*AIM OF THE EXERCISE*
Take the line that contains "Find the textured" and every line after it in the material below, and quote them exactly.

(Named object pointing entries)
◆ ◆ ◆ ◆ ◆

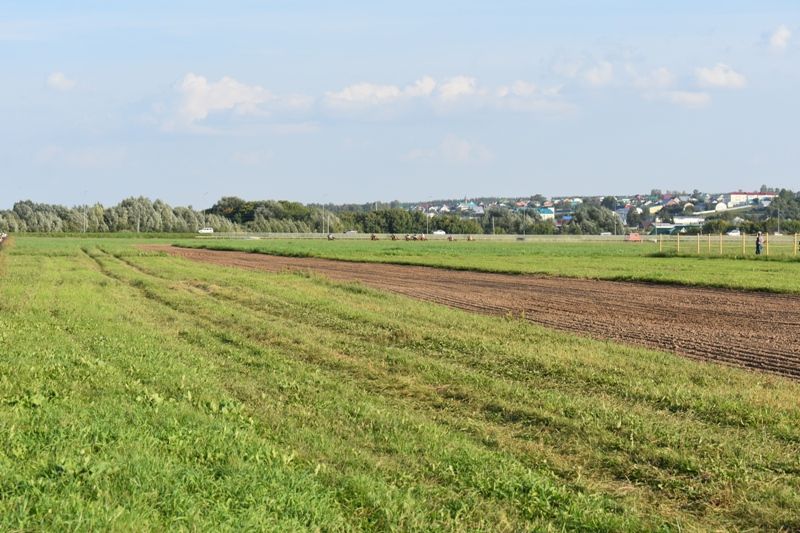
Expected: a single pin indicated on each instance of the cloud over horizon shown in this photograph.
(59, 82)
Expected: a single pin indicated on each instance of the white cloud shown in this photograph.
(365, 93)
(449, 96)
(599, 75)
(370, 94)
(523, 96)
(83, 158)
(660, 78)
(199, 98)
(454, 150)
(60, 82)
(779, 39)
(689, 99)
(457, 87)
(720, 75)
(252, 157)
(422, 87)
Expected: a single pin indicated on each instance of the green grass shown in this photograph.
(144, 392)
(617, 261)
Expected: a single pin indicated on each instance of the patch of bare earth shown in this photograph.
(759, 331)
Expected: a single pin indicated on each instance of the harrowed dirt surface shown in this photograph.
(760, 331)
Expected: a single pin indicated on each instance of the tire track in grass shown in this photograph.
(758, 331)
(496, 417)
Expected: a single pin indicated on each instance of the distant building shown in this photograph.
(546, 213)
(734, 199)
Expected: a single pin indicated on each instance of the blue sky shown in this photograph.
(357, 101)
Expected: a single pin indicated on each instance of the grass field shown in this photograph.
(144, 392)
(603, 260)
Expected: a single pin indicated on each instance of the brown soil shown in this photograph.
(755, 330)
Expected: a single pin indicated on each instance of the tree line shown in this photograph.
(232, 214)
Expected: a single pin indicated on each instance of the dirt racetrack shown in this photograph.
(759, 331)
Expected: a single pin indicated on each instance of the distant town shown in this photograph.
(657, 212)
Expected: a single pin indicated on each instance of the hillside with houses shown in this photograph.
(657, 212)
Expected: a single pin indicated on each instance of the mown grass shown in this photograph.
(608, 260)
(140, 391)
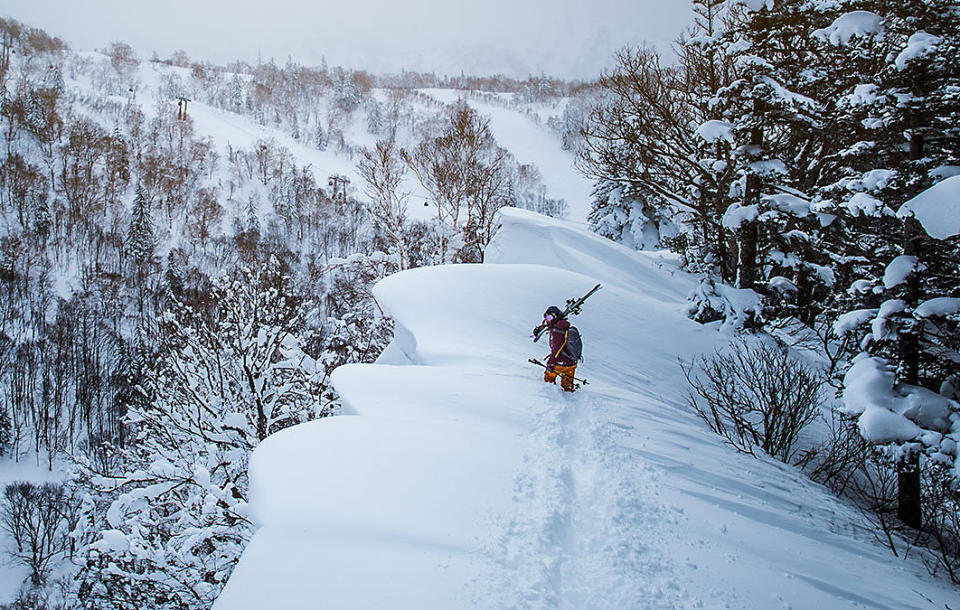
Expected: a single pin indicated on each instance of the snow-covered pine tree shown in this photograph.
(895, 120)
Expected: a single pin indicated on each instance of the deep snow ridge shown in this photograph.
(459, 479)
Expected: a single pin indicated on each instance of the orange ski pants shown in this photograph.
(566, 376)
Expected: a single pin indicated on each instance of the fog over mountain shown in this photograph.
(569, 38)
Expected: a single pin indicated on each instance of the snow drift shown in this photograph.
(458, 478)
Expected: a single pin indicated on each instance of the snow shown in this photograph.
(457, 478)
(877, 179)
(890, 412)
(863, 203)
(919, 45)
(755, 5)
(937, 208)
(530, 142)
(737, 214)
(849, 26)
(899, 270)
(863, 95)
(852, 320)
(936, 307)
(888, 308)
(790, 204)
(714, 130)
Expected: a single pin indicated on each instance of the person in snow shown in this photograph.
(559, 362)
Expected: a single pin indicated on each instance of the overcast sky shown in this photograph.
(572, 38)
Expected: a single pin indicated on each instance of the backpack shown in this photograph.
(573, 348)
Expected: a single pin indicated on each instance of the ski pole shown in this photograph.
(551, 369)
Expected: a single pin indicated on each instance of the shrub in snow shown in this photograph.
(39, 519)
(166, 531)
(756, 396)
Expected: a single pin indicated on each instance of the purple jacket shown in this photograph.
(558, 338)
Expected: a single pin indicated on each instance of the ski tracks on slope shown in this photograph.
(589, 530)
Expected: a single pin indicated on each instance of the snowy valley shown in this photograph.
(265, 328)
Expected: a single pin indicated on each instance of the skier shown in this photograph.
(561, 362)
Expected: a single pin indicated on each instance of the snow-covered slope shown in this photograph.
(459, 479)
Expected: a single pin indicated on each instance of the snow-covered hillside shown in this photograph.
(459, 479)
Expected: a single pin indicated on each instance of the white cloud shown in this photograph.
(568, 37)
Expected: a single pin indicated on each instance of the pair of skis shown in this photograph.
(572, 308)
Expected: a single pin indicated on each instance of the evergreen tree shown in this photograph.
(140, 238)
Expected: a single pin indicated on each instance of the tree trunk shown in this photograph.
(908, 491)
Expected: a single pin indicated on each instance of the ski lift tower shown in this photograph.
(182, 108)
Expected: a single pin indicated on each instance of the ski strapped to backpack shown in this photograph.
(552, 370)
(572, 309)
(573, 345)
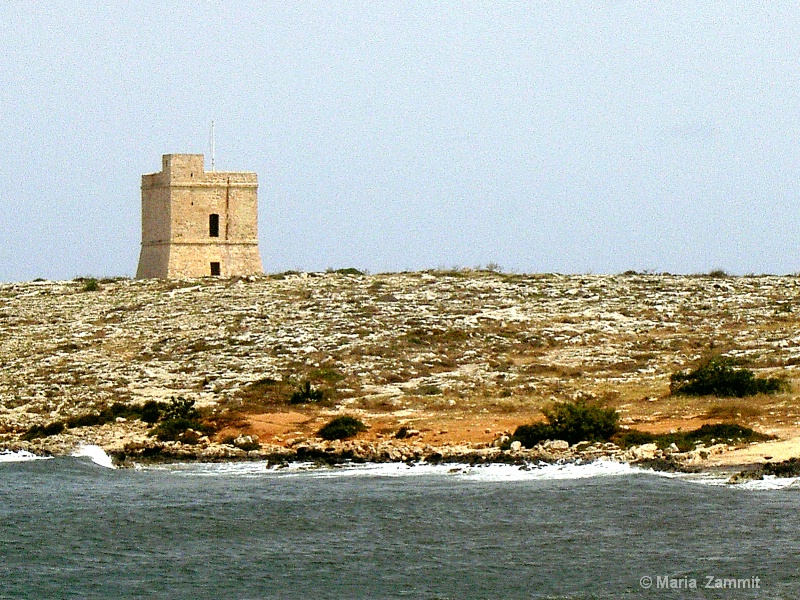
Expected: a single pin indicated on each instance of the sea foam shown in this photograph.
(96, 453)
(19, 456)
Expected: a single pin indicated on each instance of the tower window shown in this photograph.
(213, 225)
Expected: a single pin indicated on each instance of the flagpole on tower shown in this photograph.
(212, 146)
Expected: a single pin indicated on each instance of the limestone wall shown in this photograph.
(176, 205)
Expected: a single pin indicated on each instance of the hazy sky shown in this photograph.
(542, 136)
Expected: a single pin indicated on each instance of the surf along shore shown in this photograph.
(458, 358)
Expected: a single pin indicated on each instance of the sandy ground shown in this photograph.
(456, 428)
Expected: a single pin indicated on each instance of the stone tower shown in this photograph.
(197, 223)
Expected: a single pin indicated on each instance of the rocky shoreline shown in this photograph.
(460, 356)
(137, 448)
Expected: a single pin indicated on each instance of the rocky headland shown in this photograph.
(458, 359)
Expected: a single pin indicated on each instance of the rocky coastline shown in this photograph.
(135, 447)
(462, 356)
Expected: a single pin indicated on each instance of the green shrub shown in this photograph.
(720, 377)
(349, 271)
(341, 428)
(173, 430)
(634, 437)
(571, 421)
(727, 433)
(150, 411)
(38, 431)
(91, 285)
(180, 408)
(306, 394)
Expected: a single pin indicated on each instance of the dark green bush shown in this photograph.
(349, 271)
(38, 431)
(180, 408)
(727, 433)
(173, 430)
(91, 285)
(571, 421)
(341, 428)
(150, 411)
(306, 394)
(719, 376)
(634, 437)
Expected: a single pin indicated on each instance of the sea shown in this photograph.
(74, 527)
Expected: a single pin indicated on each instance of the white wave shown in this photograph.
(20, 456)
(490, 472)
(96, 453)
(770, 482)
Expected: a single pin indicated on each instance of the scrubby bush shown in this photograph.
(181, 429)
(341, 428)
(181, 422)
(719, 376)
(727, 433)
(180, 408)
(38, 431)
(306, 394)
(571, 421)
(634, 437)
(150, 411)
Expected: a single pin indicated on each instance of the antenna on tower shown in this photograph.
(212, 146)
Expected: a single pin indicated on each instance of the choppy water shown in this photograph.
(70, 528)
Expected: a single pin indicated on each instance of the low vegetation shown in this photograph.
(571, 421)
(342, 428)
(708, 435)
(720, 376)
(181, 422)
(149, 412)
(173, 419)
(306, 394)
(586, 422)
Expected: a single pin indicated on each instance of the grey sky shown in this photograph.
(542, 136)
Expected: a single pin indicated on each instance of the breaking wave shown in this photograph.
(96, 454)
(19, 456)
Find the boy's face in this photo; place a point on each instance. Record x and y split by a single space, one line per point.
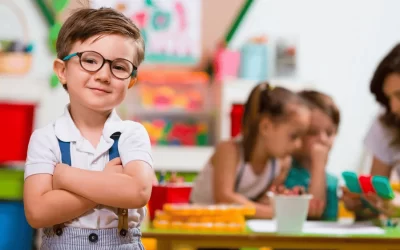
322 130
100 90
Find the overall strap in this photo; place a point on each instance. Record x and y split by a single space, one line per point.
65 149
113 152
123 225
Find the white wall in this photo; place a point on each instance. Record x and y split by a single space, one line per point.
35 86
340 44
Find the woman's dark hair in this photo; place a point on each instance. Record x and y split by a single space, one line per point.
324 103
264 101
389 65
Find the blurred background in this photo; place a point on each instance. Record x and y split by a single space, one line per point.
202 59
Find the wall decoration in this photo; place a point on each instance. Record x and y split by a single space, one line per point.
286 57
171 28
51 10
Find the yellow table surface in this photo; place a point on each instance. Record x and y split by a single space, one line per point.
190 240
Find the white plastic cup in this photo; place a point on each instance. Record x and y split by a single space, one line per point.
290 212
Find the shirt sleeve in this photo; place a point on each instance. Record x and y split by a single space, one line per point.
377 142
134 144
41 159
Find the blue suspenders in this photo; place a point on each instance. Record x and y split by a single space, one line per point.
113 152
65 149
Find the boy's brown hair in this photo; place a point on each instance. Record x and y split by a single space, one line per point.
324 103
87 22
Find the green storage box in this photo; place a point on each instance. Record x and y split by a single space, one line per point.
11 183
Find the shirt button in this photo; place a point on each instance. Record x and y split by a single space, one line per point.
93 238
122 232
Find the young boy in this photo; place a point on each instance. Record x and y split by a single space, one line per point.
309 162
88 174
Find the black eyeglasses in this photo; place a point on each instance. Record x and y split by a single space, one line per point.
92 61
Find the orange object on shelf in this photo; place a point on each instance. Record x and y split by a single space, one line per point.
181 77
164 194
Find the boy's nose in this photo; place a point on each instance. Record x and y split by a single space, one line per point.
104 74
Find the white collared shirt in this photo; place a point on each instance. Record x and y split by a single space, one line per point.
44 153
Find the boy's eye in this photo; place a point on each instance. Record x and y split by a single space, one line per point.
89 60
120 67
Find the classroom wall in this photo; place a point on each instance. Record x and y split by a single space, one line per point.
34 86
340 44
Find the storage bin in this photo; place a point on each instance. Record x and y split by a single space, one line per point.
177 131
15 130
14 229
174 107
11 184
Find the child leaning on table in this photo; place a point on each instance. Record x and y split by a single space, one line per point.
241 170
308 168
88 174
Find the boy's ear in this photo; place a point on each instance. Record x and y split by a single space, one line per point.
60 68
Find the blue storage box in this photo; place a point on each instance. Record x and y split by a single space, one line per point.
15 232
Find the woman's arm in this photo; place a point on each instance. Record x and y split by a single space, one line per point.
224 162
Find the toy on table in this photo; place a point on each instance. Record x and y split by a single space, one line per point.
368 184
365 184
206 218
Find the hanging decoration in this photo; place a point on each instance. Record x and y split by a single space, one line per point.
51 10
171 28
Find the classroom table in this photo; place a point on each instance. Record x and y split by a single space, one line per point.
180 240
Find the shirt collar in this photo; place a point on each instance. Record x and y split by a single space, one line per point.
66 130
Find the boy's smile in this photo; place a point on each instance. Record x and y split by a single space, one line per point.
100 90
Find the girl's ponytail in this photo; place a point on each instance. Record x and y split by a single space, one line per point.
251 118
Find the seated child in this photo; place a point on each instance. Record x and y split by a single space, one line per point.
241 170
309 161
88 174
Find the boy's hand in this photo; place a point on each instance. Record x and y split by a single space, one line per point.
58 175
319 155
114 166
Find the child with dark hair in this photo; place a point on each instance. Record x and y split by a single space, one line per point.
241 170
309 161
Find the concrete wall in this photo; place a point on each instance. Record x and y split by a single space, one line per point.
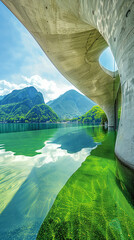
73 34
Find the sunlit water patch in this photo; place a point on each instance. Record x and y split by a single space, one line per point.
34 166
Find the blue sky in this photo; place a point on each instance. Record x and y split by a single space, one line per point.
23 63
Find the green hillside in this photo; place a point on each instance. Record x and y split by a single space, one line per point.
25 105
94 116
71 104
41 113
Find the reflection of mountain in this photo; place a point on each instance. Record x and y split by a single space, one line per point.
25 143
74 141
91 205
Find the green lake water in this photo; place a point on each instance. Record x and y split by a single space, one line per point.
64 177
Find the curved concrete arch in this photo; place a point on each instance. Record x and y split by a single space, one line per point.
73 34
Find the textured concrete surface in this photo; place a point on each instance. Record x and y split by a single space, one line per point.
73 34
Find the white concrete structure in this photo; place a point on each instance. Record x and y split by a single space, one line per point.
73 33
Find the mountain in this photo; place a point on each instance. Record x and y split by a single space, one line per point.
94 116
25 105
23 94
1 97
71 104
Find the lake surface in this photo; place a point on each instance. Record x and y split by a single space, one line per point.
34 167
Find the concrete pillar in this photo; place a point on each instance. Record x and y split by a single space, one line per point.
109 110
115 21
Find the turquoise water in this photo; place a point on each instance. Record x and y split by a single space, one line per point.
34 166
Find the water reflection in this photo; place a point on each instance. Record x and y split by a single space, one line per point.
34 166
91 205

◆ ◆ ◆ ◆ ◆

*RESPONSE*
Find the textured concrete surface in this photo; place a point on each instance. Record x and y split by a single space, one line per point.
73 34
Find the white concrete structure in this photo; place a point on each instance. Record x and y split by a single space, one line per point.
73 33
Find the mountain in this photo; place a point on each instance. Record x and y split by a single space, one line per point.
94 116
25 105
23 94
1 97
71 104
Find the lake surface in this photo; place a point on each instance. Record x and y split by a single space, one line per point.
34 167
Find the concrete pillar in this photo; place a point on each instance. Record x and y split by a single space, one line per point.
109 110
115 21
Find the turquoise water in this photo; place a point on each instance. Record x and y split by a single space, one line per point.
34 166
Find the water reflection in this photo; place a point on each instance. Record x and y split by a single space, one line per point.
34 166
91 205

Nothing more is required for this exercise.